- The exercise
Set down the full listing exactly, character for character.

-- Begin --

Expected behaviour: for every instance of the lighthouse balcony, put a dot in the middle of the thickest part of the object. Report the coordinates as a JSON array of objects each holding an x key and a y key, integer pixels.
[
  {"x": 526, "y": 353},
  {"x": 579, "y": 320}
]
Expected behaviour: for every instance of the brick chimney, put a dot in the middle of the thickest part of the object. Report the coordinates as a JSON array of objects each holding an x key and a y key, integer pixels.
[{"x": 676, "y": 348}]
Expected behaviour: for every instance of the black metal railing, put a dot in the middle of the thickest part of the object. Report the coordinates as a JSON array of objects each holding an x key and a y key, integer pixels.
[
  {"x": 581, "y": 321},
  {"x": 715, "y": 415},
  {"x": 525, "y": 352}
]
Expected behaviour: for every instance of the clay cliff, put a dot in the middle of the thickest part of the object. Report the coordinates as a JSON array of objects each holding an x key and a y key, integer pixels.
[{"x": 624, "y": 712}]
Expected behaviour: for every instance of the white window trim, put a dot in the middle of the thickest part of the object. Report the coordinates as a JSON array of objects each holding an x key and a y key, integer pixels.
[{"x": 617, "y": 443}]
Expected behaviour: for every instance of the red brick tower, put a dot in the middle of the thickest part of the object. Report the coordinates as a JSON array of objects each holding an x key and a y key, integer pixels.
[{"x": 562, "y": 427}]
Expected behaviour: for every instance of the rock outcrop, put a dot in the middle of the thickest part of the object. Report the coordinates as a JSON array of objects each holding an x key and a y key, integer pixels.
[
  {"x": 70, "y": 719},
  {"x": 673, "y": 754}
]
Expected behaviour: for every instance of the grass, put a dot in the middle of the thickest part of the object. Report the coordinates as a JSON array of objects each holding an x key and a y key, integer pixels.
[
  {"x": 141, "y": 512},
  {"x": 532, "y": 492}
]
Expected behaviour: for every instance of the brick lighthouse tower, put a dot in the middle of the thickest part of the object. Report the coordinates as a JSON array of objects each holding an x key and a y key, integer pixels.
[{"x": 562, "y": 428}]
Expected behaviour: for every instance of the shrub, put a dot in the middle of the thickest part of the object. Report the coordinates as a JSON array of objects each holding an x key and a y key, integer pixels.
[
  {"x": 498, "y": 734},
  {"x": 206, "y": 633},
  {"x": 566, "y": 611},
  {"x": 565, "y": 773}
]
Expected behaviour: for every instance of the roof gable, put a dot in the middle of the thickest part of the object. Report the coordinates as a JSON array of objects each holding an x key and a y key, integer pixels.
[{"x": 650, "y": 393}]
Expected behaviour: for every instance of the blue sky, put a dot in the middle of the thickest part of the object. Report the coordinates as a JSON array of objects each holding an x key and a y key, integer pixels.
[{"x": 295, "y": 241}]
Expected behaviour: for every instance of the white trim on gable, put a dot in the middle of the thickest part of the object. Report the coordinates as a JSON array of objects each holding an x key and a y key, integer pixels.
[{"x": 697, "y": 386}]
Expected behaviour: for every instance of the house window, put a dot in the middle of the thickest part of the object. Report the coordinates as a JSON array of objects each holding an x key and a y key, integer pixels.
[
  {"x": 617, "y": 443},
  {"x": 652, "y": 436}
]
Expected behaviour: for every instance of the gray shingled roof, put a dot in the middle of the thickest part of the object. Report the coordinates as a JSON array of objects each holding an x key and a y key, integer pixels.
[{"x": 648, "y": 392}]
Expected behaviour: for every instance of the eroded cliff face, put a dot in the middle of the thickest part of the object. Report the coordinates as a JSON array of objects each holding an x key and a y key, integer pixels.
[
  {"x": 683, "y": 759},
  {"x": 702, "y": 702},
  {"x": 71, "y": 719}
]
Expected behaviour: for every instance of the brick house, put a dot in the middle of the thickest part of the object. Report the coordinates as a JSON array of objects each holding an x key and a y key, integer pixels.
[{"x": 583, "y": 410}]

-- End --

- Expected answer
Expected behaviour: for every instance of the lighthouse balcony, put a dot in the middle of the thickest part of the object. Report the coordinates as a JSON array of objects each holding an x key and a y key, integer pixels.
[
  {"x": 526, "y": 353},
  {"x": 579, "y": 320}
]
Expected behaviour: for every instance of the brick chimney, put a dot in the middle of the thickest part of the object. Report the coordinates as a JSON array of objects each holding an x key and a y key, integer pixels.
[{"x": 676, "y": 348}]
Expected behaviour: for every instance of the black metal railing, put a dot in the middle of the thickest part of the object. Report the coordinates as a JSON array of objects each holding an x key and a y key, integer pixels.
[
  {"x": 581, "y": 321},
  {"x": 715, "y": 415},
  {"x": 525, "y": 352}
]
Expected behaviour: for every instance of the clay cliff, put a dot in the middle of the thickest part of the object. Report the coordinates as a JSON array of objects each holding an x key and a y key, integer pixels.
[{"x": 624, "y": 712}]
Expected behaviour: for every instance of the white window trim, put a dot in the middle of the thickest part of the object. Report the coordinates as a JSON array of objects each holding an x key and a y key, integer pixels.
[{"x": 617, "y": 443}]
Expected behaviour: for every instance of the red brick tower, put a dot in the middle of the thickest part of the object. Report the coordinates as a JSON array of objects each holding an x key and a y key, integer pixels.
[{"x": 562, "y": 427}]
Expected behaviour: for every instance of the rock outcrop, put a dot in the middle of the thickest part of the object. Report the coordinates as a JSON array of objects each holding an x key and a y key, integer pixels.
[
  {"x": 70, "y": 719},
  {"x": 673, "y": 754}
]
Expected behaviour: for every instance of the grass, put a dot in the middle of the thickest part of the object. Report the coordinates as a JSON array of objects each holding an x key and a y key, integer pixels.
[
  {"x": 141, "y": 512},
  {"x": 532, "y": 492}
]
Expected behaviour: for every instance of the brick lighthouse tower, put a dot in the middle of the thickest part of the object. Report the coordinates as a JSON array of objects each holding an x key and a y key, integer pixels.
[{"x": 562, "y": 428}]
Expected behaviour: for every instance of the shrub, put a dot in the middle of the thickest part of the object. Report the coordinates as a JSON array of objects each holding an x key and a y key, integer pixels.
[
  {"x": 498, "y": 734},
  {"x": 206, "y": 633},
  {"x": 566, "y": 611},
  {"x": 565, "y": 773}
]
Expected behaviour: for every instance of the roof gable, put a dot in the middle of the thickest part of the object. Report the coordinates as a JSON array of objects each holding an x key and a y key, integer pixels.
[{"x": 650, "y": 393}]
Expected behaviour: for every instance of the blue sky, put a dot in the middle of the thickest part of the object. Report the coordinates as a JSON array of objects each holding an x key and a y key, integer pixels.
[{"x": 295, "y": 241}]
Expected behaviour: for every instance of the white trim on gable, put a dot in the middle of the thickest part of the object. Report the coordinates as a JSON array of objects each holding an x key and a y key, integer pixels.
[{"x": 697, "y": 386}]
Expected behaviour: for every instance of the house window, put a dot in the middle of the thickest part of the object. Report the coordinates as a JSON array of objects each holding an x key and a y key, integer pixels.
[
  {"x": 617, "y": 443},
  {"x": 652, "y": 436}
]
Expected behaviour: for every instance of the gray shingled roof, put a dot in the middle of the thickest part of the object. Report the coordinates as a JSON array of objects each holding an x key and a y key, integer pixels.
[{"x": 648, "y": 392}]
Expected behaviour: for every instance of the eroded cliff face, put a dot in the middle of the thickest part of the object. Report the coordinates as a JSON array of objects each holding an x key and a y key, integer pixels.
[
  {"x": 683, "y": 759},
  {"x": 702, "y": 702},
  {"x": 71, "y": 719}
]
Expected behaviour: for every instance of the brick house, put a dot in the middle of the thickest part of the object. Report the coordinates as a JSON array of objects each holding an x key and a y key, integer pixels.
[{"x": 583, "y": 410}]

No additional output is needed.